- [Quoted text]
____________

Liga de Fútbol Profesional Boliviano
- Season: 2009
- Champions: Apertura: Bolívar (16th title) Clausura: Blooming (5th title)
- Relegated: Nacional Potosí
- Copa Libertadores: Bolívar Blooming Real Potosí
- Copa Sudamericana: Oriente Petrolero San José TBD
- Top goalscorer: Apertura: William Ferreira (16 goals) Clausura: Cristian Díaz, William Ferreira, Pastor Tórrez (9 goals each)
- Biggest home win: San José 5–0 La Paz (June 25)
- Biggest away win: Nacional Potosí 0–5 Oriente Petrolero (June 14)
- Highest scoring: Real Mamoré 5–4 Nacional Potosí (June 28)

= 2009 Liga de Fútbol Profesional Boliviano =

The 2009 Liga de Fútbol Profesional Boliviano season was the 33rd of Bolivia's top-flight professional football league. The season was split into two championships—the Apertura and the Clausura—and the Play-off

==Format==
The 2009 season will be divided into two championships, each with their own format.

Apertura

The Apertura championship will be a double round-robin league format. The team with the most points after the twenty-two rounds will be declared the champion.

Clausura

The Clausura championship will be divided into two phases. The first phase will have the twelve team divided into two groups. The teams will play within each group, in addition to a cross-group rivalry (for example: Bolívar vs. The Strongest). The best three teams in each group will advance to the second phase. In the second phase, the best teams from each group will play the third best team from each group and the second best teams will play each other. The three winners of each match, plus the best loser, then play each other in the semifinals and will start of a two-legged single-elimination play-off that culminates in a final match-up. The winner of the final is the tournament champion.

The winners of each championship will earn a berth in the 2010 Copa Libertadores and the runners-up will earn a berth in the 2010 Copa Sudamericana.

==Teams==
The amount of team remains the same for this season. Guabirá was relegated at the end of the 2008 season to the regional leagues. They were replaced by Nacional Potosí.

____________

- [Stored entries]
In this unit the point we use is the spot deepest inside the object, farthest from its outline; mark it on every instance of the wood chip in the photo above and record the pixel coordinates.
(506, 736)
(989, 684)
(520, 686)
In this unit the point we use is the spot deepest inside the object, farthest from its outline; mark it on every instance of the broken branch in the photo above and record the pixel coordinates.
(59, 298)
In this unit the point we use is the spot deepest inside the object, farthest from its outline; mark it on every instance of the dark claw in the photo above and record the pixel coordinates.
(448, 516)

____________

- [Exercise task] Decide whether each statement agrees with the 2009 Bolivian league text, answering yes or no and quoting the text's deciding words: 1. Bolívar's Apertura win was its 16th title. 2. Guabirá replaced Nacional Potosí in the league for the 2009 season. 3. The Apertura was played as a single round-robin league. The records have no connection to the text.

- [The solution]
1. Yes: "Apertura: Bolívar (16th title)"
2. No: "Guabirá was relegated at the end of the 2008 season to the regional leagues. They were replaced by Nacional Potosí."
3. No: "The Apertura championship will be a double round-robin league format."